***** Supplied data

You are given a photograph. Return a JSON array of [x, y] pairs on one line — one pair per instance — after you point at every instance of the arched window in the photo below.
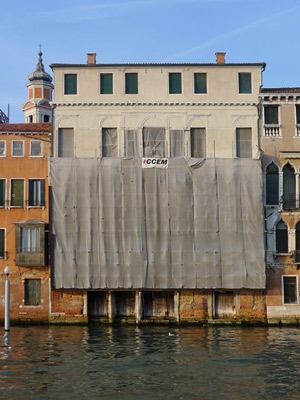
[[272, 185], [289, 187], [281, 238]]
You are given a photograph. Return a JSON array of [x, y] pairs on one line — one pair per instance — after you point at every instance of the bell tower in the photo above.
[[37, 108]]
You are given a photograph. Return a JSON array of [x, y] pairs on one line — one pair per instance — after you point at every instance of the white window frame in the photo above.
[[4, 257], [3, 141], [35, 140], [12, 148], [249, 73], [282, 289], [200, 72]]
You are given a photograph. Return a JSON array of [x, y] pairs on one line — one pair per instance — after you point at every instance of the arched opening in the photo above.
[[289, 187], [272, 185], [281, 238]]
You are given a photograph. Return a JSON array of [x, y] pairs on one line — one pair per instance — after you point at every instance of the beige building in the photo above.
[[209, 110], [175, 243], [280, 143]]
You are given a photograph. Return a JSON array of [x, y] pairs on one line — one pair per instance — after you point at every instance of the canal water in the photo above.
[[96, 362]]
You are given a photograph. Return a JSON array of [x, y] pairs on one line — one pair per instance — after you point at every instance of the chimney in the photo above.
[[220, 57], [91, 58]]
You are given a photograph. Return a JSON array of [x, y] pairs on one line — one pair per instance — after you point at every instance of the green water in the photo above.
[[147, 363]]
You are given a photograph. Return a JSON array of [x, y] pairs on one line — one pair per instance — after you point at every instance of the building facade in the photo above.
[[24, 219], [178, 243], [281, 154]]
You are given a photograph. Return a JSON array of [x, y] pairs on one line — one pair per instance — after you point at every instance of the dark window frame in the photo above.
[[245, 87], [200, 91], [290, 289], [173, 89], [103, 84], [131, 86], [31, 298], [70, 88]]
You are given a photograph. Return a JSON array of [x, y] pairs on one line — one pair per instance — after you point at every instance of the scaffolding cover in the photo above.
[[197, 224]]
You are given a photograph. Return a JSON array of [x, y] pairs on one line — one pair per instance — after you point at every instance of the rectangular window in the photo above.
[[131, 83], [30, 240], [32, 292], [131, 143], [36, 194], [176, 143], [2, 148], [245, 83], [271, 115], [297, 116], [109, 142], [198, 142], [70, 83], [65, 142], [154, 142], [200, 83], [17, 148], [17, 193], [2, 243], [106, 83], [175, 83], [244, 142], [290, 290], [2, 192], [35, 148]]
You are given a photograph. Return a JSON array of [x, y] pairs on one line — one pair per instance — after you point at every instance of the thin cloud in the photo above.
[[228, 35]]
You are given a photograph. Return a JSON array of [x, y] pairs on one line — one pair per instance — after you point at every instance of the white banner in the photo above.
[[155, 162]]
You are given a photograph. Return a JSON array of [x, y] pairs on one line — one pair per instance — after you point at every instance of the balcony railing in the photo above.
[[272, 130]]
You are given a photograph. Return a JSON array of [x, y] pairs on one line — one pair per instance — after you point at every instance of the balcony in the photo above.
[[272, 130], [20, 203]]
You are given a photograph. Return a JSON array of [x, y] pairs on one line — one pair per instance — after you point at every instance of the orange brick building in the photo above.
[[24, 218]]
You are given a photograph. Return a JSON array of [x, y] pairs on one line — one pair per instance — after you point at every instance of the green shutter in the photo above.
[[200, 83], [106, 83], [174, 82], [17, 192], [2, 238], [244, 83], [2, 192], [131, 83], [70, 84]]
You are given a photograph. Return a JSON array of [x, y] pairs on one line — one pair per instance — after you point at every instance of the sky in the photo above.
[[125, 31]]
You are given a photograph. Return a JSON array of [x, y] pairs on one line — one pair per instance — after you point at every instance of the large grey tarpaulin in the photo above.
[[197, 224]]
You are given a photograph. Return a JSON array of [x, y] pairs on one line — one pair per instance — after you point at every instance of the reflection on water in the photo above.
[[128, 362]]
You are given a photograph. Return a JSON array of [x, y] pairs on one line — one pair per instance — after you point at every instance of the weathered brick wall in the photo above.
[[18, 309], [193, 305]]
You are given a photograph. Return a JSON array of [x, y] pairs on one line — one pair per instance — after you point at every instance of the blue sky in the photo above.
[[146, 31]]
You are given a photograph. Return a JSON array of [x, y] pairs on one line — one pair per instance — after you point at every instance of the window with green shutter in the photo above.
[[32, 292], [174, 82], [245, 83], [200, 83], [106, 83], [17, 193], [2, 192], [36, 195], [70, 83], [131, 83], [2, 243]]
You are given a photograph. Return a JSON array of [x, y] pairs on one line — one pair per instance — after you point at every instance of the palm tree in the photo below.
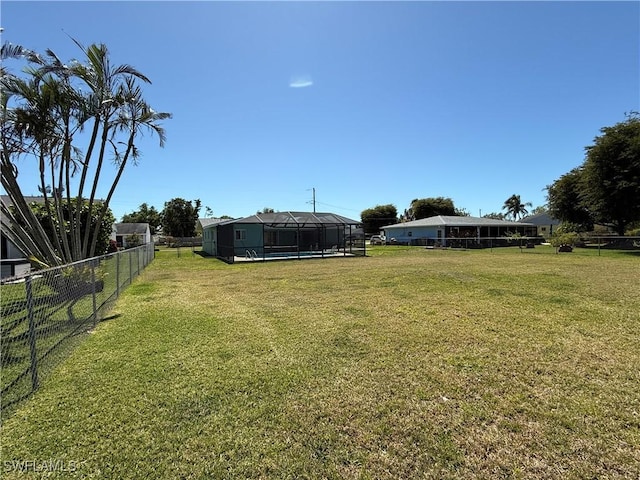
[[48, 108], [515, 208]]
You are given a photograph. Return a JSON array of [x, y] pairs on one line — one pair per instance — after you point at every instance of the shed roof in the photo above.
[[456, 221], [207, 222], [130, 228]]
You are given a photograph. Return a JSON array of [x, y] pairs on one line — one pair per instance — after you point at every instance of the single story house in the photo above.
[[544, 223], [282, 235], [125, 233], [442, 230], [13, 263]]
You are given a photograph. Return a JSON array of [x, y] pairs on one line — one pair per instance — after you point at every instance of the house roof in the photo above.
[[130, 228], [6, 200], [207, 222], [298, 218], [541, 219], [456, 221]]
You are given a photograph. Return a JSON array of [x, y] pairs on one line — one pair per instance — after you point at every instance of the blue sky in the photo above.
[[370, 103]]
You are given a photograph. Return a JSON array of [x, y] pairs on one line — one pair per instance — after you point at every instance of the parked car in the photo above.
[[378, 240]]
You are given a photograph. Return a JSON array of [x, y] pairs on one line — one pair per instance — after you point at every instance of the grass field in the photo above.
[[409, 363]]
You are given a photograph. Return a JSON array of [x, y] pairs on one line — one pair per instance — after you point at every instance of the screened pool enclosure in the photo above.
[[283, 235]]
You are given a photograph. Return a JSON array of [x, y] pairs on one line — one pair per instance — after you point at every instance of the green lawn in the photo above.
[[410, 363]]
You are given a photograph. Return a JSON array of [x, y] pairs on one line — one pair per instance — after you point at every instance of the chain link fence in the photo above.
[[46, 313]]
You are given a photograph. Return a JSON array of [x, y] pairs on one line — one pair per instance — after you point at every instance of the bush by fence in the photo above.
[[46, 313]]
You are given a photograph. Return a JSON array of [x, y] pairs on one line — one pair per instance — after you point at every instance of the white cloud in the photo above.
[[301, 81]]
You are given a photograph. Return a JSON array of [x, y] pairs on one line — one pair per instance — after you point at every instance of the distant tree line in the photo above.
[[605, 189]]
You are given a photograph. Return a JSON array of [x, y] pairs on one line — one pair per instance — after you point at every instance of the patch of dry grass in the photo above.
[[406, 364]]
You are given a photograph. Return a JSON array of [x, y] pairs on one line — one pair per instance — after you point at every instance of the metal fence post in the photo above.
[[130, 267], [93, 291], [32, 335], [117, 274]]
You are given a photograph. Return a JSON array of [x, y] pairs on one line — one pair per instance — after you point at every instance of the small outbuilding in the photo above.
[[266, 236], [445, 231]]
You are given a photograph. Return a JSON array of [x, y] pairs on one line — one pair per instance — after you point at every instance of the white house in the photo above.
[[449, 230], [124, 233]]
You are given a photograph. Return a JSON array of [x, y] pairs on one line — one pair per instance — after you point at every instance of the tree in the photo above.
[[430, 207], [179, 217], [144, 214], [88, 221], [539, 209], [566, 201], [373, 219], [41, 113], [514, 207], [611, 175]]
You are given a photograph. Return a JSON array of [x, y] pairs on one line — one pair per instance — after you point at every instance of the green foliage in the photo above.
[[429, 207], [373, 219], [179, 217], [42, 109], [91, 222], [605, 189], [611, 174], [145, 214], [566, 201], [515, 208], [410, 363]]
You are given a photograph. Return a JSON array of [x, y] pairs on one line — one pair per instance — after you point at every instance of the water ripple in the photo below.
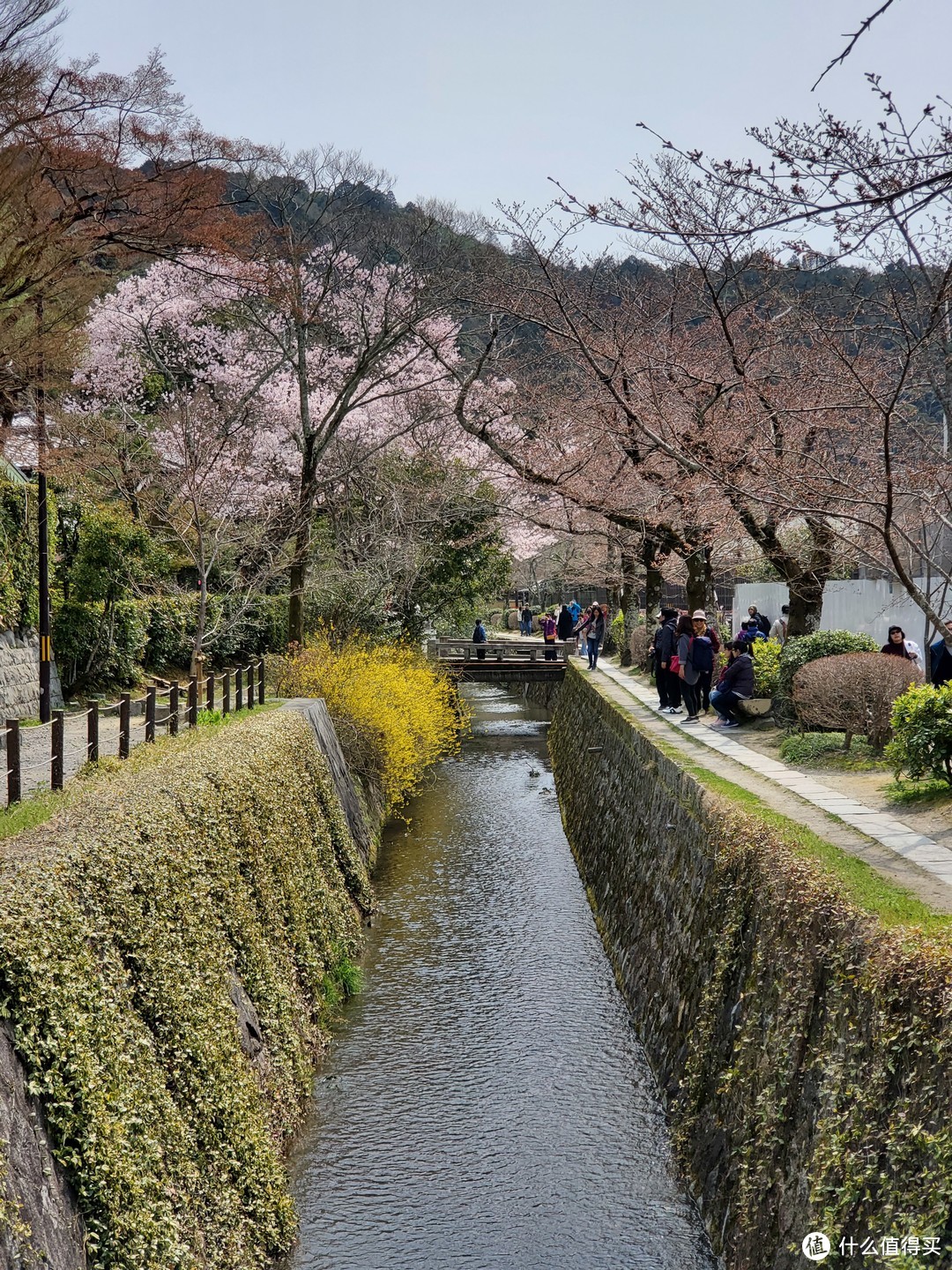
[[487, 1104]]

**********

• [Task to complete] For this step, transcribe all the material above exactly and drop the images.

• [The completed task]
You are given a photograph. Return a JSON array of [x, y] pairs on one line — one pair per instance — after you point at every instance of the arched window in the photo below.
[[272, 185], [289, 187], [281, 238]]
You are given a photograph. Return a JSON array of [x, y] pairs on one line — one pair per instance — after you point at every instance of the bell tower in the photo above.
[[37, 108]]
You are given a photograph. Return a JSON array of [x, y] pairs on one line — one pair per instance — after you point at every instance of the white window frame in the photo above.
[[4, 257], [3, 141], [35, 140], [12, 148], [249, 73], [282, 289], [200, 72]]
You are given a photograph. Return a JSON array of [x, y] pairs on one line — one pair per instance — after you point at every instance of the arched opening in the photo above.
[[289, 187], [272, 185], [281, 238]]
You are given a photograph. Return a JSON array of [x, y] pairs on one line — one pair per instance — after you point at every instance of the beige building in the photo above.
[[209, 110], [175, 243], [280, 143]]
You are given a photograph. Return a JSON array of [x, y] pairs on one line — one pair per instance — after you point at every instance of the canal water in the photo above.
[[96, 362]]
You are given a photograph. Return a JSON array of [x, y] pairs on one line — one pair per instance — after you point at every instance of the chimney in the photo above.
[[220, 57], [91, 58]]
You are given a photograph. Return a JSON array of [x, y] pairs on one line — one pair per instance — after you point at every instance of the green water in the photo above.
[[147, 363]]
You are given a photograph. Return a JSON array of [x, y] pairs on one line — one pair per instance — after you point at every instance of the building facade in the photo above.
[[24, 219], [178, 243], [281, 154]]
You are given a photograph. Return a JSON array of [x, y] pairs on one line — one pair per instance — after you point at every instance of the dark window frame in the photo above.
[[245, 87], [200, 91], [290, 289], [173, 89], [103, 84], [131, 86], [31, 298], [70, 88]]
You are given a photograph. Return a JSON array of [x, y] pairs on one line — one pair per instance — after you point at every instance of the scaffolding cover in the photo above.
[[197, 224]]
You are given a photograph. Return a JSON array of [x, y] pairs on one line — one pair per instance — after you point at every instance of the rectangular window in the photo above.
[[131, 83], [30, 240], [32, 292], [131, 143], [36, 194], [176, 143], [2, 148], [245, 83], [271, 115], [297, 116], [109, 142], [198, 142], [70, 83], [65, 142], [154, 142], [200, 83], [17, 148], [17, 193], [2, 243], [106, 83], [175, 83], [244, 142], [290, 290], [2, 192], [35, 148]]
You are given a photograph. Return a JSON array of [x, y] pairs on one line — one pair per instance — after you point at every instance of the thin cloud in the photo above.
[[228, 35]]
You are given a photograph. Return a JSON array of [x, y] pairs on one line — one pair per instance — after you point at every instance of the white banner in the photo above.
[[155, 162]]
You are given a photograph. Return a JSON array of [x, y] pairs on one line — one pair per instance — after you point at every instance of the balcony railing in the photo above.
[[272, 130]]
You are given a photograph. Return a JSON array of [x, y] pairs on one line — one pair per instance — after you point at every instance of the balcony in the photo above.
[[272, 130], [20, 203]]
You are given a photograph. Return a JSON array of [x, y] pairs on one line — one pair per instance — after you point at every instance of the orange brick building in the photo above.
[[24, 218]]
You are given a photograph. Return a JSON array of [x, y] pairs on one line — one pair per instance — after you point at every instance of the green shutter in the photo above.
[[200, 83], [106, 83], [174, 82], [17, 192], [2, 238], [244, 83], [2, 192], [131, 83], [70, 84]]
You are given a photograph. Return a JSON array of [x, y] pairs on one line — one pair per instance — after you point at every instance of the sky in the photo above.
[[125, 31]]
You are given a photograph. Return a JSON array of [x, y] pairs on one line — one pair per instance — after you point at every instance of the large grey tarpaulin in the photo above.
[[197, 224]]
You are given a photograph. Return a JSON array of [x, y] pairs on one line — one pair per instance — after you point at every instance of the reflection on water in the photo above.
[[128, 362]]
You are given a photograph. Return a JSON array of [x, y] pairs on one line — one pair per instance — after you point at every instance of the weathered brick wall in the photo above.
[[18, 309], [193, 305]]
You are given a photograph. Return a JSON array of [x, y] pairs on one line — one pair per instance — after you point at every instance of the blue sky in the photo above.
[[146, 31]]
You are given a photograph. Return a JSON array of [x, y] pairs on one line — one pair per instance — after you point at every instance of the window with green shutter in the photo above.
[[32, 292], [174, 82], [245, 83], [200, 83], [106, 83], [17, 193], [2, 192], [36, 195], [70, 83], [131, 83], [2, 243]]
You are given a photograph. Return a JSON array of [x, y] pairs on one line — one pair per instance — after you point at every instance of the palm tree in the photo below.
[[48, 108], [515, 208]]
You are given a photograph. Return a JSON array of [x, y] pairs on one line — one pair per instance — after you point at every instance of the shed roof in the photo above.
[[456, 221], [207, 222], [130, 228]]
You are given a photograph. Return a JSON array of [x, y] pairs on one line — one pair per instance — after you point at every instance of the single story house in the photo above.
[[544, 223], [282, 235], [125, 233], [442, 230], [13, 263]]
You are given a photograph. Return a JSON array of [x, y] pairs on one line — one pair per instance — after you point at every instance of the house roof in the photo above.
[[130, 228], [6, 200], [207, 222], [298, 218], [541, 219], [456, 221]]
You are given a photograph. Return a JSON array of [x, y] pairs on one line — one pair per instance — after you point at every instance of the blue sky in the photo above.
[[370, 103]]
You are given a photograph. Return a JSON array of [x, y] pairs on one line — one pair per instance — after you point at every instance of the parked car in the photo above.
[[378, 240]]
You are given a photograph. Return a JSON array of [x, y] pairs on one line — one pair per instance — after you point at every instance of the grass field in the photo above.
[[409, 363]]
You are given a photograph. Return a JSON array of [x, y] pairs on one line — one pair per instance — after you point at every instance of the screened pool enclosure in the photo above.
[[283, 235]]
You are given a photograph. Return a JSON array of [x, y] pairs on one line — one pair per instance — after you point at every instance of the green lawn in the photo above.
[[410, 363]]
You are given a photograph. Return a JSON array of [x, y] pairs on one line — one pair per instance — after you point at every instance of the chain link fence in the photo above.
[[46, 313]]
You are given a photograph. Return a JSON array of [x, y] pairs on one line — one pair per instance — after you point at every instance of the bush by fence in the photo above.
[[46, 313]]
You are given a photograph. Return a JSON array of [x, y] pairs on one line — one pair per instance — after you point at every instance of the white cloud in the photo above.
[[301, 81]]
You are given a photograph. Return a JSON array of [x, y] pairs on one line — one pair per instance — after you point at every instance of the distant tree line in the photo above.
[[605, 189]]
You are given a photograph. Return a JSON array of [x, y] pairs on one line — one pair per instance — after you point at every instance of the patch of dry grass in the photo above.
[[406, 364]]
You are given a photograph. Return a JSON array of [x, y] pairs on one line — one pair per instance — after you point at every instance of the metal fence post in the photo above.
[[130, 267], [93, 291], [32, 335], [117, 274]]
You are given a photograph. Return a JSON array of [x, y] pairs on one line — one pair per instance — after you point at every instance of the small outbuilding in the photo above.
[[266, 236], [445, 231]]
You are given a photograph. Return a JSON array of [x, y] pairs on one line — one pair per instance — after you point at every instance of the white house in the photo above.
[[449, 230], [124, 233]]
You are given a photograph. Return a JSON array of [x, y] pairs on one line — one pair per instance — after you point at every instance of the tree in the photo above.
[[430, 207], [179, 217], [144, 214], [88, 221], [539, 209], [566, 201], [373, 219], [41, 113], [514, 207], [611, 175]]
You are given a photograph. Return a JSON array of [x, y] pairs on one line — one pair per instance — after you point at every instance of the green foliage in the photo above.
[[429, 207], [373, 219], [179, 217], [42, 109], [91, 222], [605, 189], [611, 174], [145, 214], [566, 201], [515, 208], [410, 363]]
You are given a photograph. Return a JSON array of [x, y] pairs on one line — one pair per instance — after you point at every instance of the water ripple in the photo below.
[[487, 1104]]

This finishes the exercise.